_Study questions_
- A) Using the bee pollen collection instructions, explain in one to three sentences why any openings, cracks, or holes in the beehive should be sealed.
- B) Translate this sentence from the bee pollen instructions into Spanish: "Bees will not work to gather bee pollen and nectar if there is no queen bee."
- C) From the bee pollen instructions, copy the text between "Put on your" and "of the beehive.", inclusive.

_Text segment_
* * *

Items you will need
Bee safety gear
Containers for pollen
Bee pollen contains all the nutrients necessary for the body to thrive—high concentrations of B complex vitamins, along with Vitamins A, C, D and E. Bee pollen provides the body with natural energy and helps improve metabolism, reduce food cravings, aid in weight loss and lower cholesterol levels. Bee pollen consumption has proven reliable in relieving PMS symptoms in women and in preventing prostate cancer in men.
Choose a beehive box with an established colony inside—there must be a queen along with the other bees. Bees will not work to gather bee pollen and nectar if there is no queen bee.
Put on your safety gear. Use the smoker to smoke out the bees from the beehive.
On the front of the beehive box there will be a drawer to collect debris, bee parts and dead bees, called the collection drawer. Take the collection tray off of the bee pollen trap. Place the collection tray inside the collection drawer of the beehive box. Make sure that it is flush with the walls of the beehive.
Place the top screen of the pollen trap on top of the collection tray.
Examine the beehive. Seal any openings, cracks or holes that are present. This will ensure that the bees will enter and exit the hive through the collection drawer opening only.
Leave the beehive box alone for 24 hours. The bees will return.
Don your safety gear again. Open the collection drawer. Remove the pollen trap. The pollen will be in the collection tray. The screen will contain debris.
Empty the collection tray. You can store bee pollen in airtight containers in the freezer. Clean the collection screen. Replace the pollen trap, following the directions in Steps 3 and 4.
The best time to collect pollen from the hive is during springtime, with another window of opportunity in most parts of the country again in the fall. The best place to store collected pollen and keep it fresh and free of bacteria is in the freezer.

* * *

_Data excerpt_

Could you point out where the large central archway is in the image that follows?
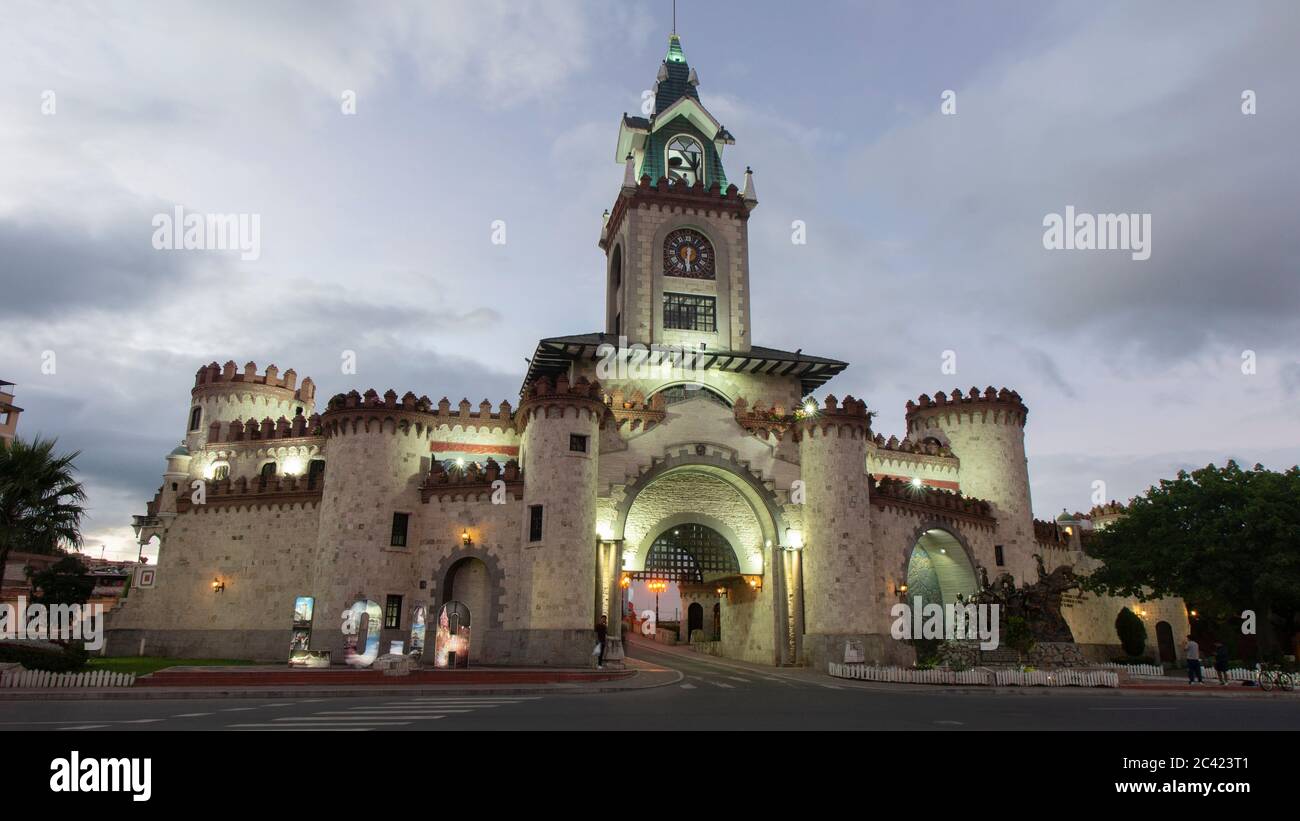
[634,522,740,585]
[906,527,979,604]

* * *

_Responses to the tasks_
- A) Sealing them ensures that the bees enter and exit the hive only through the collection drawer opening.

- B) Las abejas no trabajarán para recolectar polen de abeja ni néctar si no hay una abeja reina.

- C)
Put on your safety gear. Use the smoker to smoke out the bees from the beehive.
On the front of the beehive box there will be a drawer to collect debris, bee parts and dead bees, called the collection drawer. Take the collection tray off of the bee pollen trap. Place the collection tray inside the collection drawer of the beehive box. Make sure that it is flush with the walls of the beehive.